**YOUR GOAL**.
Repeat the records starting at the line that contains "If you could place a marker on the deep" and ending at the end of the records, swapping "aircraft wheel" for "shuttle wheel" and changing nothing else.

(Extracted data entries)
----------

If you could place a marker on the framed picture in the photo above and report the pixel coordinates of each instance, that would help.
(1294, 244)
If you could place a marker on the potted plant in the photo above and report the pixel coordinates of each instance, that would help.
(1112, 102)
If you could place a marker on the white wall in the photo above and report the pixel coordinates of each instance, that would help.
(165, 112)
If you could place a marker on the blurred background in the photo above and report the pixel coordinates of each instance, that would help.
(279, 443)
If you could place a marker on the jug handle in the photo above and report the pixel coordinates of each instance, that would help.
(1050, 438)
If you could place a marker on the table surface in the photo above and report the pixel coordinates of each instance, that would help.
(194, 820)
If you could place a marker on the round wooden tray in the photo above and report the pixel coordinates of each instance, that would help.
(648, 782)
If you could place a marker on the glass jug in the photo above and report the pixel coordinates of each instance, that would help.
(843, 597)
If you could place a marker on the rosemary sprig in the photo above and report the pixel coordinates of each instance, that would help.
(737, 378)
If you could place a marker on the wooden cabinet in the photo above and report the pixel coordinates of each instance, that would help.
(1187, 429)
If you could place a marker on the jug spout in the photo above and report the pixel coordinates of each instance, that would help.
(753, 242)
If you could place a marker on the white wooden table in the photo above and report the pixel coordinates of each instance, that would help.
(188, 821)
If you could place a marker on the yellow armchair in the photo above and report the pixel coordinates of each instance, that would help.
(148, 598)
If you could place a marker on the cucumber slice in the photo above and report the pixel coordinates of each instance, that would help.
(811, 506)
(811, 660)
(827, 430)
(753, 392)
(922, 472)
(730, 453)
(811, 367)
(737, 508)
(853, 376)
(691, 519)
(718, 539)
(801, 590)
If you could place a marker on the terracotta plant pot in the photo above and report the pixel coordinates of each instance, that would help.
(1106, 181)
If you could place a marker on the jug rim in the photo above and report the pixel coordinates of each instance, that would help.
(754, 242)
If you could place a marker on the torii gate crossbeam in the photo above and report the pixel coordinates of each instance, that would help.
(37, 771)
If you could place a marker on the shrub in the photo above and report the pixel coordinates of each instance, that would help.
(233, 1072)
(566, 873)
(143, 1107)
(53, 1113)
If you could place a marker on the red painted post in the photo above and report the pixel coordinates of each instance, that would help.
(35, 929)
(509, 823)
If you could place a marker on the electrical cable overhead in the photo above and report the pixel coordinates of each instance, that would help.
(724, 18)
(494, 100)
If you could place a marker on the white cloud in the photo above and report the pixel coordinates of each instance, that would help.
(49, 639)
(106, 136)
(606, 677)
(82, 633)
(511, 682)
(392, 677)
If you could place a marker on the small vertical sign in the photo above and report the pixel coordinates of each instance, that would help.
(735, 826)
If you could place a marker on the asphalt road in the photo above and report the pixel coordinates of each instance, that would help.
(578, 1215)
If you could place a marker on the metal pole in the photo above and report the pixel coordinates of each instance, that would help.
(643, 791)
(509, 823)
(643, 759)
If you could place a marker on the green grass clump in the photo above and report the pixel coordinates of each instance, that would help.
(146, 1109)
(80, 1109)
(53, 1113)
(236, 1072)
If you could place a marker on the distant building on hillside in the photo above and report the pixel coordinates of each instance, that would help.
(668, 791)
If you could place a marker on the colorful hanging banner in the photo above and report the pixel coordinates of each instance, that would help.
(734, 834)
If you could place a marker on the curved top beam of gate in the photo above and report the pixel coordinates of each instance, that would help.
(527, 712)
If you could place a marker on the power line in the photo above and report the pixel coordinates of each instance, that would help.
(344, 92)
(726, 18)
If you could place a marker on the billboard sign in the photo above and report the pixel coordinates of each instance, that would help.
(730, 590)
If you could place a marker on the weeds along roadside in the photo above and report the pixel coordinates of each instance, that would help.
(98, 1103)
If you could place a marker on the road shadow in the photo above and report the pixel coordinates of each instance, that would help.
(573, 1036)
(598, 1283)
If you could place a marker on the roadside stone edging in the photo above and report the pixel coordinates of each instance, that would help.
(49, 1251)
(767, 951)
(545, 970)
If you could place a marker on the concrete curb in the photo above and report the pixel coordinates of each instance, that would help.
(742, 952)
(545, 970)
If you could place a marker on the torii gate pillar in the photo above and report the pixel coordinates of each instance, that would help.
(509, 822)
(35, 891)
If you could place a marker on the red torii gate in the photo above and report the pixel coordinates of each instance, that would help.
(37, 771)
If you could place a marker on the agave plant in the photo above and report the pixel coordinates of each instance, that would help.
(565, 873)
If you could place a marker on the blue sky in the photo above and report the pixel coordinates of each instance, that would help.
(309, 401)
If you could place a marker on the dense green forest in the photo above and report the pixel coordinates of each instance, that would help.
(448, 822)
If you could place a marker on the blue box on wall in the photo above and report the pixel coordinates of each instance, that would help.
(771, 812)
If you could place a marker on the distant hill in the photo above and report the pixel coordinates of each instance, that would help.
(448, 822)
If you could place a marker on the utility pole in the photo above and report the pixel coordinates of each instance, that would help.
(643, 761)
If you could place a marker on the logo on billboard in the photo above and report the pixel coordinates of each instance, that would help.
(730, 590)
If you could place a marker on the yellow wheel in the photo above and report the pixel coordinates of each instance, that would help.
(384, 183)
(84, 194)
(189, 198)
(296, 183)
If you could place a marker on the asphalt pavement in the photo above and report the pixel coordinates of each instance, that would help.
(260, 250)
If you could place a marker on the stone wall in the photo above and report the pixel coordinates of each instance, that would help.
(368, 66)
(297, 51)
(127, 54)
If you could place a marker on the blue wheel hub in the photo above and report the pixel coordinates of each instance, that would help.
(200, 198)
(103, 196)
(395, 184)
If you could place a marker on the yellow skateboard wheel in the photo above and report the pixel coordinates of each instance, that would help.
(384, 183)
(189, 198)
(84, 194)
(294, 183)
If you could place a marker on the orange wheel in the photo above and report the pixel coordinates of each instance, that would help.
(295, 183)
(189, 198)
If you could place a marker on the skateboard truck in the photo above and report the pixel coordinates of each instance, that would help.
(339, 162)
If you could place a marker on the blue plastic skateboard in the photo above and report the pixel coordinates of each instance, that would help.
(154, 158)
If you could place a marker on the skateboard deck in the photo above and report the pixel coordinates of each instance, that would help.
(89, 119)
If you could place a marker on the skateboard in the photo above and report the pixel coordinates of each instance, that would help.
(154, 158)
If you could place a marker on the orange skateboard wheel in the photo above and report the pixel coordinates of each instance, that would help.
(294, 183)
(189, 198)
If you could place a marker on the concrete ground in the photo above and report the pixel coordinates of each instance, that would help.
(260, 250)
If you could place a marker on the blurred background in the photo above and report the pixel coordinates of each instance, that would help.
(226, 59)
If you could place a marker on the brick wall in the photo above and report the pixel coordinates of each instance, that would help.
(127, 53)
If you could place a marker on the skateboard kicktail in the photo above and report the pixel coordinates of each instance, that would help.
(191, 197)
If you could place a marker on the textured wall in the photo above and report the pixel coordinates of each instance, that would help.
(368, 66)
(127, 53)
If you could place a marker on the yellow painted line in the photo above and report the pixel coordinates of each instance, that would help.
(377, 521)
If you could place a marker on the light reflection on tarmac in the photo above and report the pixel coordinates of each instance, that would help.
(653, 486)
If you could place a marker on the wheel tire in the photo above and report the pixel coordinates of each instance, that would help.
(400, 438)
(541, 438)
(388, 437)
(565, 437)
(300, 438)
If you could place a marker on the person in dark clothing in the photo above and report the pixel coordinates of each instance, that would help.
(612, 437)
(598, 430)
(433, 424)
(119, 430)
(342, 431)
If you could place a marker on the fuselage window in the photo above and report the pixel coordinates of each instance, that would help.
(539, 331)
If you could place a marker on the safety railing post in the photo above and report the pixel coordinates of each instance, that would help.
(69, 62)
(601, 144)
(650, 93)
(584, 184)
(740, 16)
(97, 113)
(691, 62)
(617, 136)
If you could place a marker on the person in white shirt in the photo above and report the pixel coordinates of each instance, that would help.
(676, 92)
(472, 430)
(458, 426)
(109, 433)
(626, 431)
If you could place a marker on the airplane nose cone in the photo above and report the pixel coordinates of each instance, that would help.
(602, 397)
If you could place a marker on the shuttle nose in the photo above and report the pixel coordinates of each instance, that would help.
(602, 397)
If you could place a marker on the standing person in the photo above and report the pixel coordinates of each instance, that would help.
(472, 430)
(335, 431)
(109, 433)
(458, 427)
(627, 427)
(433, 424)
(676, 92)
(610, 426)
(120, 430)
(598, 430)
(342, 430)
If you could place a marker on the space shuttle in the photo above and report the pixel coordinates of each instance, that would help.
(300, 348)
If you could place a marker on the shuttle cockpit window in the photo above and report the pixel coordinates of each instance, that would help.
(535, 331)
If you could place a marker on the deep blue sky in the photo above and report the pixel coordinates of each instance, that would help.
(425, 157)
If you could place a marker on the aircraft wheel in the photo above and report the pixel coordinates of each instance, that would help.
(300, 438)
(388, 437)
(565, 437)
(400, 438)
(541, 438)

----------

**ANSWER IN FULL**.
If you could place a marker on the deep blue sky in the photo above and report the pixel coordinates of each instance, that would help.
(425, 157)
If you could place a marker on the shuttle wheel in the photo above and report the pixel coordinates of each instance, that would help.
(300, 438)
(388, 437)
(565, 437)
(400, 438)
(541, 438)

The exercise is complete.